[Written exercise]
Reproduce the lines below without any change.

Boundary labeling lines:
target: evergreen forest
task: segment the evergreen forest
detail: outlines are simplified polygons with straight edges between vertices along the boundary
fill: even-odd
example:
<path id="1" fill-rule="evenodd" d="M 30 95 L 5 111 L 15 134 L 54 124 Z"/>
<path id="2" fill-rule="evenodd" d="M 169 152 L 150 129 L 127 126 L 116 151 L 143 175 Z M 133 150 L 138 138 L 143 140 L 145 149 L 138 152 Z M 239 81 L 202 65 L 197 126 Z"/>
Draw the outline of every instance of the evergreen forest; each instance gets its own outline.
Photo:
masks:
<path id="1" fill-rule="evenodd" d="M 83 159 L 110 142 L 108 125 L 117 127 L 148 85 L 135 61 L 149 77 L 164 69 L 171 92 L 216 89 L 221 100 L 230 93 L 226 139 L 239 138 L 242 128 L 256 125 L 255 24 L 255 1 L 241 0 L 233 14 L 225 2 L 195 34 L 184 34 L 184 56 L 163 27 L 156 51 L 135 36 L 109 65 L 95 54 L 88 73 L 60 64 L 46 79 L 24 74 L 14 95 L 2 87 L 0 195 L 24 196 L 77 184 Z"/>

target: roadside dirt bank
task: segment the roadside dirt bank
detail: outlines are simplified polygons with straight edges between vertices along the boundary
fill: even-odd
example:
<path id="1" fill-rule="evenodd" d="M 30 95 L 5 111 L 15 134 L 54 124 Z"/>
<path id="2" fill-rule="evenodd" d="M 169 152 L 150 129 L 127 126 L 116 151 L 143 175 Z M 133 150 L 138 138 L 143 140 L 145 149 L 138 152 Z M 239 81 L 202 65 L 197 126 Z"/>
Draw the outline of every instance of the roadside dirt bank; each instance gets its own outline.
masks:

[Solution to the problem]
target: evergreen forest
task: segment the evergreen forest
detail: outlines are simplified polygons with straight edges between vertices along the boundary
fill: even-odd
example:
<path id="1" fill-rule="evenodd" d="M 30 95 L 5 111 L 15 134 L 54 124 Z"/>
<path id="2" fill-rule="evenodd" d="M 169 152 L 150 129 L 127 126 L 116 151 L 143 175 Z M 133 150 L 138 138 L 143 140 L 145 149 L 138 152 Z M 239 81 L 202 65 L 197 126 Z"/>
Draw the outline of every instance of the evergreen forest; each instance gets its own outline.
Photo:
masks:
<path id="1" fill-rule="evenodd" d="M 83 159 L 110 142 L 108 125 L 117 127 L 148 85 L 135 61 L 149 77 L 164 69 L 171 92 L 216 89 L 221 100 L 230 93 L 226 139 L 239 138 L 242 128 L 256 125 L 255 24 L 255 1 L 241 0 L 233 14 L 225 2 L 195 34 L 184 34 L 184 56 L 163 27 L 156 51 L 135 36 L 109 65 L 95 54 L 88 73 L 60 64 L 46 79 L 24 74 L 14 95 L 2 87 L 0 195 L 24 196 L 77 184 Z"/>

target: roadside dirt bank
task: segment the roadside dirt bank
detail: outlines are simplified polygons with straight edges between vertices along the boundary
fill: even-odd
example:
<path id="1" fill-rule="evenodd" d="M 30 95 L 5 111 L 15 134 L 54 124 Z"/>
<path id="2" fill-rule="evenodd" d="M 169 152 L 150 129 L 127 126 L 116 151 L 143 175 Z M 133 150 L 138 138 L 143 140 L 145 149 L 138 152 Z M 239 81 L 202 65 L 197 126 Z"/>
Draw the outline of every instance of the roadside dirt bank; each instance gets its own outline.
masks:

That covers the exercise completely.